DATA TO EXAMINE:

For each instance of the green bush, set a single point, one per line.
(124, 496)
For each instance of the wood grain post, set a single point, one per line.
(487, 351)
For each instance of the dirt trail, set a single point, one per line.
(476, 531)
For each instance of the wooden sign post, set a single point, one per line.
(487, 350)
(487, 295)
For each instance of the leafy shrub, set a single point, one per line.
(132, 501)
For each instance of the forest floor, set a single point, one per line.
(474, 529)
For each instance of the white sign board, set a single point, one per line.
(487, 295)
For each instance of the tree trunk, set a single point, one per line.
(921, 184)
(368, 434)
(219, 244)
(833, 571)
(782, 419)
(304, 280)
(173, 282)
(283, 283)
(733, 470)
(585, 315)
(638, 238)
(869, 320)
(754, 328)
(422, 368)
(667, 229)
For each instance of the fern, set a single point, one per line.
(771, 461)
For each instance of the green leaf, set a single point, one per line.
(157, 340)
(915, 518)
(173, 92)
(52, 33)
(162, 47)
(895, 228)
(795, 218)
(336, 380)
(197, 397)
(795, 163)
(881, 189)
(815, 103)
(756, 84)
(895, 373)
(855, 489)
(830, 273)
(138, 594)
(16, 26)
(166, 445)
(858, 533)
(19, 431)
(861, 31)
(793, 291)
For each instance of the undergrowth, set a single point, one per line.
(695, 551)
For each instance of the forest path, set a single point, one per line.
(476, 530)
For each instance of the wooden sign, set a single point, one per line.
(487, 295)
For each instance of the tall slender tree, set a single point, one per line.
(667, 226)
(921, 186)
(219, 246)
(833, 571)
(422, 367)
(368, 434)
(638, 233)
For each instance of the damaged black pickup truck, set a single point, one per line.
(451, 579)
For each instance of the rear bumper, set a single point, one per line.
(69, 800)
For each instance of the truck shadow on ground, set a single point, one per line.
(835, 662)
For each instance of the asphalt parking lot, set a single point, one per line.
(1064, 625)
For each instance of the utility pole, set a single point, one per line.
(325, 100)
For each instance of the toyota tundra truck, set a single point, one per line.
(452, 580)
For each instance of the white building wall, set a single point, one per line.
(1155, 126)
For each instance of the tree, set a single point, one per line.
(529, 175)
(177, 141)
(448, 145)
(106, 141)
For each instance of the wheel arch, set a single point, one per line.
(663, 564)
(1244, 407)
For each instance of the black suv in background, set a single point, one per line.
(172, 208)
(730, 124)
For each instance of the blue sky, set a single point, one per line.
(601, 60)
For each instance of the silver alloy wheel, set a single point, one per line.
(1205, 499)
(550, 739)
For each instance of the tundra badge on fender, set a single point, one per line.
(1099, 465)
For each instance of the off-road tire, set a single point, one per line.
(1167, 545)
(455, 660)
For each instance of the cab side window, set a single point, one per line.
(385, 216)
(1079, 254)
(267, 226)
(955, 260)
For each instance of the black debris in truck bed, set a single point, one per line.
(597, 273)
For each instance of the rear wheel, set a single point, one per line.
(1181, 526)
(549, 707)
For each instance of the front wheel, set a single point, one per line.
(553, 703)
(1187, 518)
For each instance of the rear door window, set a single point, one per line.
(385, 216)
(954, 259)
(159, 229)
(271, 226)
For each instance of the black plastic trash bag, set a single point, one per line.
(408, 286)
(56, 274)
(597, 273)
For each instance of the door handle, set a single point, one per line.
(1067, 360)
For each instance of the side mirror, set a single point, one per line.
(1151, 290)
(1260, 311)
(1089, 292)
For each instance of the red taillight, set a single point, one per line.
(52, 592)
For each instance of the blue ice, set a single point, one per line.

WORK TO COMPLETE:
Copy the whole listing, word for word.

TASK SOLUTION:
For each instance of the green bush, set a single point, one per line.
(124, 496)
For each instance of the wood grain post, set a single point, one per line.
(487, 351)
For each instance of the dirt trail, set a single point, one per line.
(476, 531)
For each instance of the wooden sign post, set a single point, one per line.
(487, 350)
(487, 295)
For each instance of the leafy shrub, set a single point, one per line.
(132, 501)
For each instance of the forest floor, set a single point, one per line.
(474, 529)
For each instance of the white sign board, set a single point, one per line.
(487, 295)
For each instance of the tree trunk, set a single point, one per line.
(921, 184)
(368, 434)
(219, 244)
(833, 571)
(782, 419)
(304, 280)
(173, 282)
(283, 283)
(733, 470)
(585, 315)
(638, 238)
(869, 320)
(754, 328)
(422, 368)
(667, 229)
For each instance of the fern, set a single point, one per line.
(771, 461)
For each instance of the green leaf, set a single point, one per line.
(157, 340)
(915, 518)
(173, 92)
(52, 33)
(162, 47)
(895, 228)
(795, 218)
(336, 380)
(197, 397)
(795, 163)
(881, 189)
(815, 103)
(756, 84)
(895, 373)
(855, 489)
(830, 273)
(138, 594)
(16, 26)
(166, 445)
(858, 533)
(19, 431)
(861, 31)
(793, 291)
For each instance of the undergrowth, set a single point, one per line.
(695, 551)
For each instance of the forest path, set a single point, one per line.
(476, 530)
For each instance of the wooden sign, set a single point, one per line.
(487, 295)
For each instance of the tall slender tree, set a single point, one per line.
(667, 226)
(921, 186)
(219, 246)
(833, 571)
(422, 367)
(368, 434)
(638, 233)
For each instance of the damaged black pickup truck, set a single point, one per line.
(451, 579)
For each instance of the rear bumper, set a single point, one per line.
(69, 800)
For each instance of the truck shadow on ground, set a single point, one per line.
(835, 662)
For each instance of the asphalt parking lot, set a single point, one per line.
(1064, 625)
For each instance of the utility pole, set a single point, one per line.
(325, 100)
For each instance of the toyota tundra truck, set a single point, one per line.
(452, 580)
For each instance of the white building wall, set a single point, one per line.
(1155, 126)
For each instance of the tree, set a single point, one per line.
(529, 175)
(177, 141)
(448, 145)
(106, 141)
For each instance of the wheel arch, set a single point, one per line.
(663, 564)
(1244, 407)
For each instance of the black suv in background, set a single point, one per line.
(172, 208)
(730, 124)
For each instance of the blue sky, set a single point, one per line.
(601, 60)
For each instance of the silver alloy wheel, set a single point, one per line.
(1205, 499)
(550, 739)
For each instance of the tundra badge on fender, set a single point, one per line.
(1099, 465)
For each instance of the off-road tire, set a single point, one per line.
(1167, 545)
(455, 660)
For each instance of the cab side window, set a single point, one per line.
(385, 216)
(1079, 254)
(267, 226)
(955, 260)
For each instance of the black debris in truck bed, set a single point, one per line.
(597, 273)
For each instance of the rear wheel, set a single point, one per line.
(1181, 526)
(549, 707)
For each instance of the front wheel, set a single point, one per line.
(553, 703)
(1187, 518)
For each instance of the rear door window, set a single point, one per line.
(385, 216)
(954, 259)
(159, 229)
(271, 226)
For each instance of the black plastic trash bag, set a single point, one per line.
(408, 286)
(56, 274)
(597, 273)
For each instance of the door handle, set a single point, one per line.
(1067, 360)
For each instance of the side mirror, set a single point, one per line.
(1151, 290)
(1260, 311)
(1089, 292)
For each instance of the red taillight, set a single point, one per line.
(52, 592)
For each instance of the blue ice, set a single point, one per line.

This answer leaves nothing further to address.